**The problem**
Rewrite the following lines as a numbered list, omitting any blank lines.

___ Data supplied ___

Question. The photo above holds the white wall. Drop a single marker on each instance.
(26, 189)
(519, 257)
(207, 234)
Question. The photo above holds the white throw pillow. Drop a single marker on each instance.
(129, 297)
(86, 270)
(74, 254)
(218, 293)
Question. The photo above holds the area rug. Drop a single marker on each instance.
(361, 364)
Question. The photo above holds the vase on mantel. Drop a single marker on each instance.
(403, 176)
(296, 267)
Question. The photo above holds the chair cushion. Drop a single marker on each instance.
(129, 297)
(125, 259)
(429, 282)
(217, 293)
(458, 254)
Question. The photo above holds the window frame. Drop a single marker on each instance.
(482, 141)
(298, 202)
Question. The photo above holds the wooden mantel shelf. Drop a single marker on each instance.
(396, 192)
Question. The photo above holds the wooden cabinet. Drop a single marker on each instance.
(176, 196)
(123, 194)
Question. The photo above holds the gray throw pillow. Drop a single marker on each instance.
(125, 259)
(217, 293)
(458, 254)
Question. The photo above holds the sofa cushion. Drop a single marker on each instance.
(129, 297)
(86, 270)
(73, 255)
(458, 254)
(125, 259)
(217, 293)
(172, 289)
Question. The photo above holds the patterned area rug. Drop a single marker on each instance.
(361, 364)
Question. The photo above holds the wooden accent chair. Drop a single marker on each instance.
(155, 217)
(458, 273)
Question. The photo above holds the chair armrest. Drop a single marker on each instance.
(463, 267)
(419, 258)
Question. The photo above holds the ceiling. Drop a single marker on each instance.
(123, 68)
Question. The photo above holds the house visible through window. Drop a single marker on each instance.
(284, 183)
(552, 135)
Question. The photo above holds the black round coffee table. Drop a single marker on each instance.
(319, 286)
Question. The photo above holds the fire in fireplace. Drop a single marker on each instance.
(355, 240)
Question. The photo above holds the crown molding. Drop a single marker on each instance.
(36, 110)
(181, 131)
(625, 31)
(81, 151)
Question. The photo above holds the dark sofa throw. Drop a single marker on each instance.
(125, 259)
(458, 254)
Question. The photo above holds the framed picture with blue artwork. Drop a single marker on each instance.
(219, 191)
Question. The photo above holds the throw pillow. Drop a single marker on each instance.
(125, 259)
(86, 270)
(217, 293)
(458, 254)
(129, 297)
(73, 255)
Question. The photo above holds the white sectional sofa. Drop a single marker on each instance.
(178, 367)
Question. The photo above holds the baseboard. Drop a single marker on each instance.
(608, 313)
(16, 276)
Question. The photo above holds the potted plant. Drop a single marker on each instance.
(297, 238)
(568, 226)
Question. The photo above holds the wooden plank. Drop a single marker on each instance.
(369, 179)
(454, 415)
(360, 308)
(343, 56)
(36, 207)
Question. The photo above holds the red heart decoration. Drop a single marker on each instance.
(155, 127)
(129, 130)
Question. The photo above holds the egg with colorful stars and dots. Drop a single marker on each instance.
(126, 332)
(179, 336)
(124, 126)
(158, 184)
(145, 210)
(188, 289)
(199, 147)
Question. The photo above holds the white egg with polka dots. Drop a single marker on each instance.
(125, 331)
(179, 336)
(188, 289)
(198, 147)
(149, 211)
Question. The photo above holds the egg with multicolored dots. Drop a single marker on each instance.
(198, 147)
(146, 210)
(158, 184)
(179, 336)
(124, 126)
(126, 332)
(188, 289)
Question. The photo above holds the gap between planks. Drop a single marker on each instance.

___

**Correct answer**
1. Question. The photo above holds the white wall. Drop a single marker on each instance.
2. (26, 189)
3. (519, 257)
4. (207, 234)
5. Question. The photo above holds the white throw pillow. Drop a single marker on each instance.
6. (129, 297)
7. (86, 270)
8. (74, 254)
9. (218, 293)
10. Question. The photo above holds the area rug. Drop a single marker on each instance.
11. (361, 364)
12. Question. The photo above holds the vase on mantel. Drop a single marker on each instance.
13. (403, 176)
14. (296, 267)
15. Question. The photo above holds the chair cushion. Drop a single marker on each instance.
16. (129, 297)
17. (125, 259)
18. (429, 282)
19. (217, 293)
20. (458, 254)
21. Question. The photo above holds the window frame. Drop a single marker on each instance.
22. (482, 141)
23. (298, 202)
24. Question. The photo above holds the wooden mantel shelf. Drop a single marker on each instance.
25. (396, 192)
26. Question. The photo above holds the wooden cabinet. Drop a single marker on each instance.
27. (176, 196)
28. (123, 194)
29. Question. The photo above holds the gray throw pillow. Drop a single marker on each instance.
30. (125, 259)
31. (217, 293)
32. (458, 254)
33. Question. The photo above holds the sofa cushion. Drop a single marker on each instance.
34. (129, 297)
35. (86, 270)
36. (73, 255)
37. (458, 254)
38. (125, 259)
39. (217, 293)
40. (172, 289)
41. Question. The photo above holds the patterned area rug. Drop a single marker on each instance.
42. (361, 364)
43. Question. The photo above holds the wooden accent chair. Drop a single marker on each instance.
44. (155, 217)
45. (458, 273)
46. Question. The photo above holds the chair armrest. Drop a single marker on each instance.
47. (463, 267)
48. (419, 258)
49. Question. The photo above holds the ceiling. Drop a single marker on each instance.
50. (123, 68)
51. Question. The photo above holds the house visible through window. Drop a single marker on each instance.
52. (284, 183)
53. (552, 135)
54. Question. The photo above holds the black round coffee table. Drop a single marker on each instance.
55. (319, 286)
56. Question. The photo above holds the fire in fireplace. Drop a single marker on each instance.
57. (355, 240)
58. Question. The photo above holds the crown molding. Drop a single marker on each instance.
59. (36, 110)
60. (181, 131)
61. (625, 31)
62. (81, 151)
63. Question. The photo above holds the dark sofa throw. Drop a single marker on each instance.
64. (125, 259)
65. (458, 254)
66. Question. The photo above holds the framed picture with blue artwork. Drop a single marker on each instance.
67. (219, 191)
68. Question. The photo above holds the throw pillow. Drop a single marker on each instance.
69. (125, 259)
70. (86, 270)
71. (217, 293)
72. (458, 254)
73. (129, 297)
74. (73, 255)
75. Question. The photo above holds the white sectional sofa. Drop a single marker on each instance.
76. (178, 367)
77. Question. The photo above holds the baseboard. Drop a single marker on each instance.
78. (608, 313)
79. (16, 276)
80. Question. The photo above holds the potted plant. Drop a single marker on each instance.
81. (297, 238)
82. (568, 226)
83. Question. The photo above holds the wooden plank. Drop a single marker on each instance.
84. (369, 179)
85. (454, 415)
86. (360, 308)
87. (343, 56)
88. (36, 207)
89. Question. The photo above holds the red heart decoration. Drop a single marker on each instance.
90. (155, 127)
91. (129, 130)
92. Question. The photo above holds the egg with colorful stars and dots. Drop a single marker on each instance.
93. (126, 332)
94. (179, 336)
95. (124, 126)
96. (158, 184)
97. (145, 210)
98. (188, 289)
99. (199, 147)
100. Question. The photo above holds the white egg with polka dots. Drop a single marker on each instance.
101. (125, 331)
102. (179, 336)
103. (188, 289)
104. (198, 147)
105. (149, 211)
106. Question. The photo above holds the egg with multicolored dots. Drop a single marker on each instance.
107. (198, 147)
108. (146, 210)
109. (158, 184)
110. (179, 336)
111. (124, 126)
112. (126, 332)
113. (188, 289)
114. Question. The photo above holds the gap between planks. Drop a single marker on each instance.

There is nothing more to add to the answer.